** START Text to read **
Looking for the D in ACID

Got a app situation where I’m executing a bulk-write operation on a sub-collection insert. Between the line of code that writes the data, there’s about another several dozen lines of code that executes, including writing one or more log messages… then I do a fetch of the data but I’m consistently fetching the pre-write version of the record instead of the just-updated version.

There’s a slim chance the data will be on-disk and fetched proper, but it’s more likely than not to be absent, according to test results. (About 1 in 10.)

fsync() isn’t an option b/c of the overhead. This is an enterprise app so I’m not going to introduce delays, like sleep(), to make-up for a lack of write-behind caching, or collection-level write-locks because the app is asynchronous.

I was curious as to what others have done to compensate. As of now, my only option is to return the results of the operation (success, -n- records updated) forcing the user to make a subsequent call to fetch the updated record which I think is an inefficient kludge.

Thanks…

–miker

There is many things that can be happening so nothing that follows might be the right thing.

You say the app is asynchronous, then may be you start reading before the asynchronous writing is all done.

May be you have read preference for secondaries that are not completely sync yet.

I really do not know why fsync() is part of this discussion. Are you read data from disk or something like that? Hope not.

The read is contiguous with respect to the write. It’s highly unlikely that a read-request for the same record would be posted asynchronously although it could happen. I mentioned the async nature b/c the app is - which is why I’ll avoid collection-level locking - but the current read is happening after the write within the same “thread”, to misuse the term.
** END Text to read **
** START Given material **
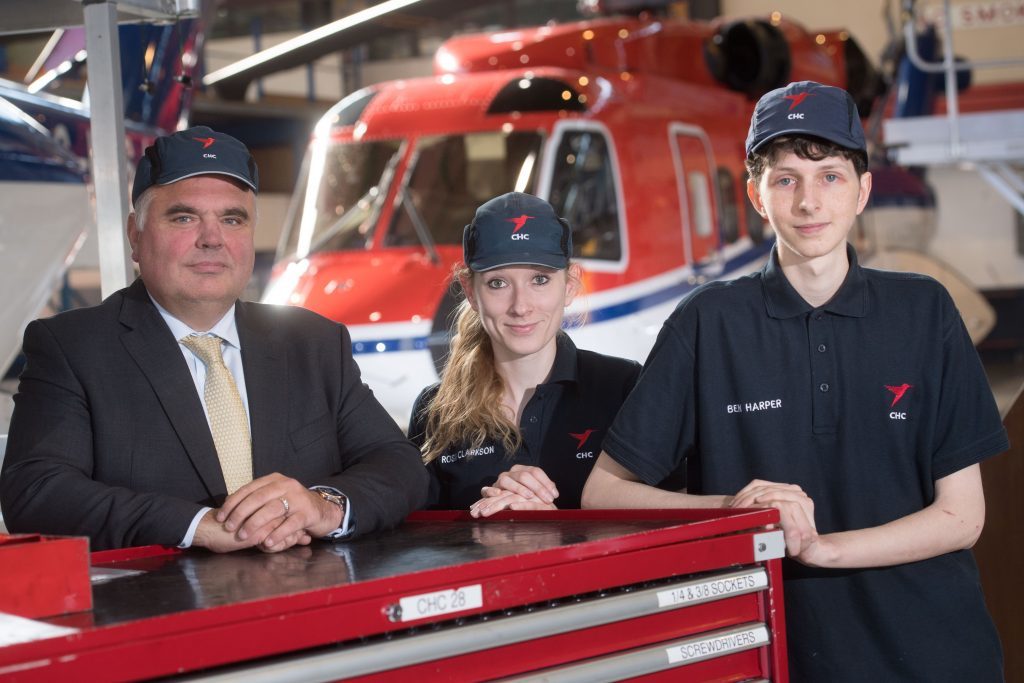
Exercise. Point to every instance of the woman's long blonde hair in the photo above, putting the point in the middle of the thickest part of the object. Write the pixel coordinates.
(468, 408)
** END Given material **
▶ Exercise brief: Reproduce the forum thread starting with "There is many" and going on through "is all done.", swapping "reading" for "querying". The data has no connection to the forum thread.

▶ Answer:
There is many things that can be happening so nothing that follows might be the right thing.

You say the app is asynchronous, then may be you start querying before the asynchronous writing is all done.